#### [EXERCISE INSTRUCTIONS]
Write out all the entries word for word and omit any pictures.

#### [RECORDED INFORMATION]
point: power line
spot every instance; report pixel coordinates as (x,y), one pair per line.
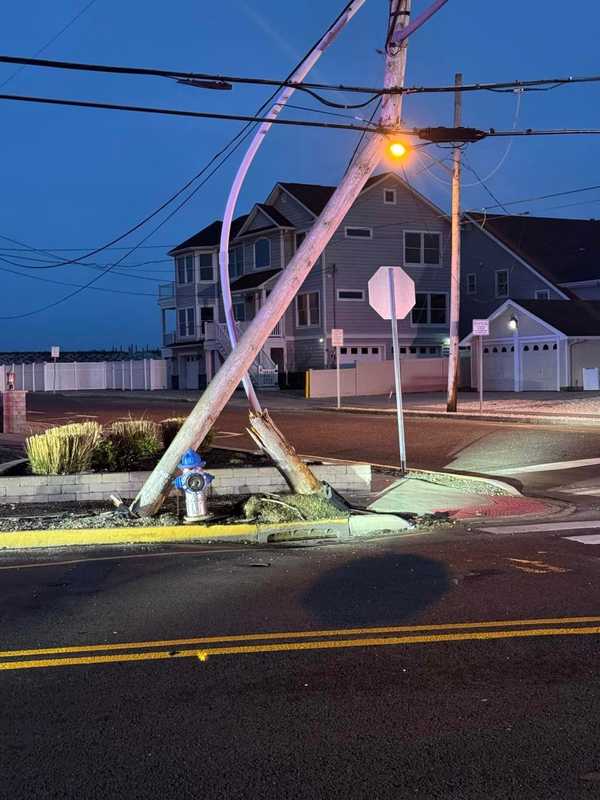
(50,41)
(536,83)
(545,196)
(175,112)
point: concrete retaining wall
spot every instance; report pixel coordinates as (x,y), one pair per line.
(70,488)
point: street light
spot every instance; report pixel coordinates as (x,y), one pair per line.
(398,149)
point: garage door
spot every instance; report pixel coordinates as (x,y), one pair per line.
(538,365)
(350,355)
(498,368)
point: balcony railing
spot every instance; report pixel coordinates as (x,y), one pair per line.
(166,291)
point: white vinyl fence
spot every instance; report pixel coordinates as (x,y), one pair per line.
(147,374)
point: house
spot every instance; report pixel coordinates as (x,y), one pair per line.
(388,224)
(537,281)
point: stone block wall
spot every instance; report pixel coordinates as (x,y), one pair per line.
(351,478)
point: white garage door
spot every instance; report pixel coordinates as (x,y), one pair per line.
(538,364)
(498,368)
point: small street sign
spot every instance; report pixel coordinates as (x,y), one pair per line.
(481,327)
(337,337)
(379,292)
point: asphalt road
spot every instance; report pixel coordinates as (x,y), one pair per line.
(496,710)
(463,445)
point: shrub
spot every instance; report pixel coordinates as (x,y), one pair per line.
(128,444)
(65,450)
(170,428)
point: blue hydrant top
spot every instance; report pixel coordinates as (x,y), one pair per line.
(191,460)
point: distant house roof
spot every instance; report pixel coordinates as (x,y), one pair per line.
(315,197)
(563,250)
(570,317)
(275,215)
(210,236)
(254,280)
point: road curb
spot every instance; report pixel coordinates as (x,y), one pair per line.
(524,419)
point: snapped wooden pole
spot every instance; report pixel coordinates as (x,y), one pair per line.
(217,394)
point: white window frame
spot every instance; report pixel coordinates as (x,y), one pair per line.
(200,267)
(496,275)
(185,269)
(187,334)
(360,299)
(264,266)
(422,262)
(309,323)
(234,273)
(358,228)
(429,324)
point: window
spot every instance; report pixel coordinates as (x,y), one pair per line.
(239,312)
(207,272)
(359,233)
(262,253)
(185,269)
(430,309)
(236,262)
(308,309)
(187,321)
(355,295)
(422,248)
(502,283)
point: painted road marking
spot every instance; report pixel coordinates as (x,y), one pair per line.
(549,467)
(325,639)
(204,655)
(536,567)
(593,538)
(544,527)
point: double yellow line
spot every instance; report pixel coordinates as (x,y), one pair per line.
(204,647)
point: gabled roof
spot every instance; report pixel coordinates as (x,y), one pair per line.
(253,280)
(210,236)
(569,317)
(315,197)
(563,250)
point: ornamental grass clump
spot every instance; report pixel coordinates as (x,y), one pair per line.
(127,445)
(65,450)
(171,427)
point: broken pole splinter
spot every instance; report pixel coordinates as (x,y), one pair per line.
(225,382)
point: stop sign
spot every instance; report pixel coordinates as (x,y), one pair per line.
(379,292)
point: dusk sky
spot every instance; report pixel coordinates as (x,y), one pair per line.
(75,178)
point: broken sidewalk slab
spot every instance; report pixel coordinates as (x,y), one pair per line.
(420,497)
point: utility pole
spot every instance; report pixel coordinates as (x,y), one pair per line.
(454,357)
(217,394)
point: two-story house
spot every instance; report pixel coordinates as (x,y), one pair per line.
(537,280)
(388,224)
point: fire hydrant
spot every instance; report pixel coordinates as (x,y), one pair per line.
(194,482)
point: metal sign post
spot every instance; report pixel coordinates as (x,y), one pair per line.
(397,376)
(337,341)
(481,328)
(55,354)
(392,295)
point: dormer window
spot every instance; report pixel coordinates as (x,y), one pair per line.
(262,253)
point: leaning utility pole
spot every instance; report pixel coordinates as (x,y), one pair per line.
(454,357)
(217,394)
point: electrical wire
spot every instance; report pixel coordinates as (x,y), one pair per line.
(50,41)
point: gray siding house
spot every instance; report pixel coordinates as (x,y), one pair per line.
(389,224)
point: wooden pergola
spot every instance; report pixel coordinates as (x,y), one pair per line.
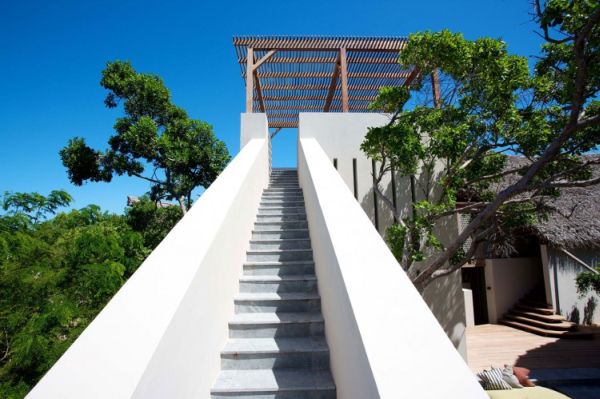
(287,75)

#### [SOLUTION]
point: power line
spot every instance; report pixel coordinates as (x,y), one pair per line.
(50,41)
(536,83)
(545,196)
(175,112)
point: concrete retaining wall
spot every instance; report pixel coordinates as (x,y), one pair per line.
(70,488)
point: street light
spot every instance; report pixel coordinates as (x,y), one pair per line.
(398,149)
point: garage door
spot every instance; report pixel coordinates as (x,y), one pair per line.
(538,365)
(350,355)
(498,368)
point: balcony railing
spot every instance; report pixel coordinates as (x,y), one pair per line.
(166,291)
point: white vinyl fence
spot every instance; report pixel coordinates as (x,y), one pair per line.
(147,374)
point: house
spot every instance; report pixel coordinates as (x,y), one pair per line.
(388,224)
(537,281)
point: stone block wall
spot every instance; report pixel coordinates as (x,y), one pair per line.
(351,478)
point: white garage door
spot every instance; report pixel coordinates as (x,y), one pair per line.
(538,364)
(498,368)
point: small street sign
spot every instance; report pixel coordinates as (x,y), one pair per line.
(481,327)
(337,337)
(379,292)
point: asphalt road
spot every instance; report pixel coordinates as (x,y), one pair per line.
(496,710)
(463,445)
point: shrub
spot every instance; report pixel coordinates as (x,y), one pair per line.
(128,444)
(65,450)
(170,428)
point: blue hydrant top
spot every instance; report pixel coordinates as (x,y), one pair per line.
(191,460)
point: distant house roof
spot every instance; report pixel coordinates as (x,y), one pair per line.
(315,197)
(563,250)
(570,317)
(275,215)
(210,236)
(254,280)
point: road curb
spot every instance; report pixel coordinates as (x,y), one pair per line.
(524,419)
point: snapped wooden pole
spot every instance; report pixel coordinates as (x,y), one pair per line.
(217,394)
point: white window frame
spot every instance; report pixel coordinates as (x,y), one pair per line.
(200,267)
(496,275)
(185,269)
(187,334)
(360,299)
(264,266)
(422,262)
(309,323)
(234,273)
(358,228)
(429,324)
point: window
spot every instance; report pixel coordinates as (x,y), one pair per line.
(239,312)
(207,272)
(359,233)
(262,253)
(185,269)
(430,309)
(236,262)
(308,309)
(187,321)
(355,295)
(422,248)
(502,283)
point: painted road marking
spot every instance; report pixel coordinates as (x,y), one pair per line.
(549,467)
(325,639)
(204,655)
(536,567)
(593,538)
(544,527)
point: double yellow line
spot every instance; report pixel coordinates as (x,y), one pair per line.
(204,647)
point: gabled roof
spot every instance; report pixel coordinates as (x,y), one pair per line.
(253,280)
(210,236)
(569,317)
(315,197)
(563,250)
point: ornamental grass clump
spot every instance; report pixel coordinates as (x,y), one pair per line.
(127,445)
(65,450)
(171,427)
point: broken pole splinter
spot every instance; report pixel coordinates as (x,y), one pair per line.
(225,382)
point: stop sign
spot every instance; report pixel coordinates as (x,y), one pair per line.
(379,292)
point: dusk sky
spot every instance; report pixel coordinates as (x,y), one pair per line.
(75,178)
point: broken sidewalk slab
spot every instance; report pixel coordinates as (x,y), one pair per line.
(420,497)
point: utility pole
spot every instance; report pixel coordinates as (x,y), one pair per line.
(454,357)
(217,394)
point: two-story house
spot every instance; report pixel coordinates as (x,y), one pair per line.
(537,280)
(388,224)
point: fire hydrant
spot every instance; report pixel coordinates as (x,y), one pair per line.
(194,482)
point: metal sign post
spot every instance; report pixel coordinates as (x,y), one pair per line.
(397,376)
(337,341)
(481,328)
(55,354)
(392,295)
point: dormer window
spot every instance; report pixel coordinates as (x,y), one pair per line.
(262,253)
point: leaning utility pole
spot every instance; report pixel coordinates as (x,y), one pair per line.
(454,357)
(217,394)
point: electrical wire
spot every instance; report pixel coordinates as (x,y), one pair per line.
(50,41)
point: gray siding house
spot every instance; report pixel coordinates as (x,y), one pair per line.
(389,224)
point: wooden pergola
spot every instance; report pixel coordinates as (x,y), one pair per line.
(287,75)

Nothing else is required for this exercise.